Your objective:
Repeat every record below exactly as written.

Data to process:
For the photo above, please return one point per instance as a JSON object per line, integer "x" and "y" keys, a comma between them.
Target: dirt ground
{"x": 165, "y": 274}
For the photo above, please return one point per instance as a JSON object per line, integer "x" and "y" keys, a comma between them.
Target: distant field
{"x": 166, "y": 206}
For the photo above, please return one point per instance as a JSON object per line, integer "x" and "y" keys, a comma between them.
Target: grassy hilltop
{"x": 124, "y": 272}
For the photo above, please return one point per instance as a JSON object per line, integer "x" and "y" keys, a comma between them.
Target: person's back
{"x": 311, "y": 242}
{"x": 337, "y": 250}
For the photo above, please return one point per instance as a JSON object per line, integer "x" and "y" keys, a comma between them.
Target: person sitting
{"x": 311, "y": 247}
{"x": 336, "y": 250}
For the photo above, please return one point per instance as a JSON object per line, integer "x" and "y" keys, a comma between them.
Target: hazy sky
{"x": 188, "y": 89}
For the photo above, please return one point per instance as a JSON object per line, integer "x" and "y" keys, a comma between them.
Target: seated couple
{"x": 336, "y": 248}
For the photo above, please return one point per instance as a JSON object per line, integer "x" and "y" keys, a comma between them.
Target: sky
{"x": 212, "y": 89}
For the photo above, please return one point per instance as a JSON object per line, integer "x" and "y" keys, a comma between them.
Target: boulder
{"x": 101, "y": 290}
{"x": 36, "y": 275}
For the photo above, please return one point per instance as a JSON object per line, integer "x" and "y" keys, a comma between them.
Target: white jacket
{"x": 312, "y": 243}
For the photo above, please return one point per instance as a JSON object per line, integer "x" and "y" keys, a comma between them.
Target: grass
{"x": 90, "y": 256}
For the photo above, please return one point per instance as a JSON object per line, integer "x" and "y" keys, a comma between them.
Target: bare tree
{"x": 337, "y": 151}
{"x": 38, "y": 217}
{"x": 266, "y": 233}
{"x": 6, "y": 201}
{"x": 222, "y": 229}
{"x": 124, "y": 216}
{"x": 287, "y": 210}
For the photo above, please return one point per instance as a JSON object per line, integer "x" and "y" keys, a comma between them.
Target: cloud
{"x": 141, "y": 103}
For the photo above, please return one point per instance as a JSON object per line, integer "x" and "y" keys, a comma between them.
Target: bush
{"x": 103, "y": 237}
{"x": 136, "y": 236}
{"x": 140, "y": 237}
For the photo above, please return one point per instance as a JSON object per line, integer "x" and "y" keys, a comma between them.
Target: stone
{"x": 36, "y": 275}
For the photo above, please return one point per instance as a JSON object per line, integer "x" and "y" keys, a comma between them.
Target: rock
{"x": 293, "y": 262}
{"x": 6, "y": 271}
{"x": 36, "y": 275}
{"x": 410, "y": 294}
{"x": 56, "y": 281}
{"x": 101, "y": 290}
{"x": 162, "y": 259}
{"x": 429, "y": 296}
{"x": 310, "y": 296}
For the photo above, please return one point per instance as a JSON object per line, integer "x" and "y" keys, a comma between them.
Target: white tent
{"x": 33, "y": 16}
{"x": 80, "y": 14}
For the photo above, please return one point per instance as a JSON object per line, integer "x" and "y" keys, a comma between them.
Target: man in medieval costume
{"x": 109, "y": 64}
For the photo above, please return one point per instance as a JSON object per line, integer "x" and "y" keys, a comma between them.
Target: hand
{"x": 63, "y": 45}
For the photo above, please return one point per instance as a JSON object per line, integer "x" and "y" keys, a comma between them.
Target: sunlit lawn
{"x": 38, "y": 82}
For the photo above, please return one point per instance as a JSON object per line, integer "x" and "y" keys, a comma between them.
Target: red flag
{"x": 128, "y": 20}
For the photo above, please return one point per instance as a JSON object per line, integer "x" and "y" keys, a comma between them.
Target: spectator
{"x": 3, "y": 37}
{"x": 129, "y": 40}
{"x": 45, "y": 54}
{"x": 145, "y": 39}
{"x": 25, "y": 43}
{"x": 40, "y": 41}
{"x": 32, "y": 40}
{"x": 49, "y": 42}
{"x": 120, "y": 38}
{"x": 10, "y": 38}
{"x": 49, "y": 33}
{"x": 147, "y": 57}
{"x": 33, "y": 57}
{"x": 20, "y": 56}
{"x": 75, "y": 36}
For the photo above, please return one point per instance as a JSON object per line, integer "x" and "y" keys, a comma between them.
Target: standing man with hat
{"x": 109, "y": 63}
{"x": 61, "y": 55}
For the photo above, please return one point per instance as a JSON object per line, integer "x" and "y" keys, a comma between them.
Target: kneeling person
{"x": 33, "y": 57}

Solution to this problem:
For the photo above, please return one point per instance as a JSON object per line, integer "x" and "y" keys, a comma between them.
Target: dirt ground
{"x": 165, "y": 274}
For the photo above, please return one point per instance as a JSON object per line, integer "x" and "y" keys, a comma between them.
Target: distant field
{"x": 166, "y": 206}
For the photo above, please return one point per instance as a JSON object per line, integer "x" and "y" keys, a comma between them.
Target: grassy hilltop
{"x": 124, "y": 272}
For the photo above, please return one point per instance as a JSON object per line, integer "x" and "y" keys, a comma between them.
Target: person's back
{"x": 311, "y": 242}
{"x": 337, "y": 250}
For the photo above, please return one point per instance as a JSON object per line, integer "x" and "y" keys, a comma between them.
Target: person sitting
{"x": 311, "y": 247}
{"x": 336, "y": 250}
For the photo above, please return one point per instance as a JSON object per line, integer "x" and "y" keys, a comma between them.
Target: hazy sky
{"x": 188, "y": 89}
For the photo above, please return one point per instance as a JSON object per line, integer "x" and "y" keys, a comma between them.
Target: seated couple
{"x": 336, "y": 248}
For the photo above, please return one point per instance as a JSON object per line, integer "x" and "y" keys, a comma between them.
Target: sky
{"x": 212, "y": 89}
For the photo above, please return one point per instance as a JSON object per line, integer "x" and "y" keys, a comma between them.
Target: boulder
{"x": 101, "y": 290}
{"x": 36, "y": 275}
For the photo above, please return one point per instance as a JSON object per line, integer "x" and "y" keys, a comma between them.
Target: white jacket
{"x": 312, "y": 243}
For the photo above, please return one point per instance as a JSON object per line, integer "x" and "y" keys, a comma between them.
Target: grass
{"x": 90, "y": 256}
For the photo above, please return one point per instance as a JSON object per line, integer "x" and "y" keys, a comma between them.
Target: bare tree
{"x": 337, "y": 151}
{"x": 38, "y": 217}
{"x": 266, "y": 233}
{"x": 6, "y": 201}
{"x": 222, "y": 229}
{"x": 124, "y": 216}
{"x": 287, "y": 210}
For the photo above, please return one point per instance as a JSON object per line, integer "x" and "y" keys, a comma between them.
Target: cloud
{"x": 141, "y": 103}
For the photo above, please return one point per instance as a JSON object per line, integer "x" and "y" keys, a comma between them.
Target: bush
{"x": 103, "y": 237}
{"x": 136, "y": 236}
{"x": 140, "y": 237}
For the photo above, please return one point per instance as a JSON object per line, integer "x" and "y" keys, a comma between them.
Target: stone
{"x": 36, "y": 275}
For the photo above, please return one point per instance as a JSON object per line, integer "x" and "y" keys, a comma between them.
Target: rock
{"x": 293, "y": 262}
{"x": 6, "y": 271}
{"x": 36, "y": 275}
{"x": 410, "y": 294}
{"x": 56, "y": 281}
{"x": 101, "y": 290}
{"x": 162, "y": 259}
{"x": 429, "y": 296}
{"x": 310, "y": 296}
For the photo above, please return one point per instance as a JSON object per line, integer "x" and "y" keys, a comma between them.
Target: white tent
{"x": 33, "y": 16}
{"x": 80, "y": 14}
For the photo above, please return one point per instance as a JSON object per line, integer "x" and "y" keys, a comma between them.
Target: man in medieval costume
{"x": 109, "y": 64}
For the photo above, please return one point per instance as a JSON object per line, integer "x" and "y" keys, a comma between them.
Target: hand
{"x": 63, "y": 45}
For the photo above, please return one point per instance as a JSON object per line, integer "x" and "y" keys, a comma between them.
Target: sunlit lawn
{"x": 38, "y": 82}
For the photo above, please return one point per instance as a JSON object per line, integer "x" and "y" keys, a comma between them.
Target: red flag
{"x": 128, "y": 20}
For the photo above, please return one point per instance as a JSON object per line, integer "x" and "y" keys, a comma between them.
Target: spectator
{"x": 3, "y": 37}
{"x": 129, "y": 40}
{"x": 45, "y": 54}
{"x": 145, "y": 39}
{"x": 25, "y": 43}
{"x": 40, "y": 41}
{"x": 32, "y": 40}
{"x": 49, "y": 42}
{"x": 120, "y": 38}
{"x": 10, "y": 38}
{"x": 49, "y": 33}
{"x": 147, "y": 57}
{"x": 33, "y": 57}
{"x": 20, "y": 56}
{"x": 75, "y": 36}
For the photo above, please return one point per instance as a JSON object per line, integer "x" and "y" keys, a comma between them.
Target: standing man with hat
{"x": 109, "y": 63}
{"x": 61, "y": 55}
For the photo above, please return one point per instance as a JSON object per line, integer "x" and "y" keys, a comma between them.
Target: kneeling person
{"x": 33, "y": 57}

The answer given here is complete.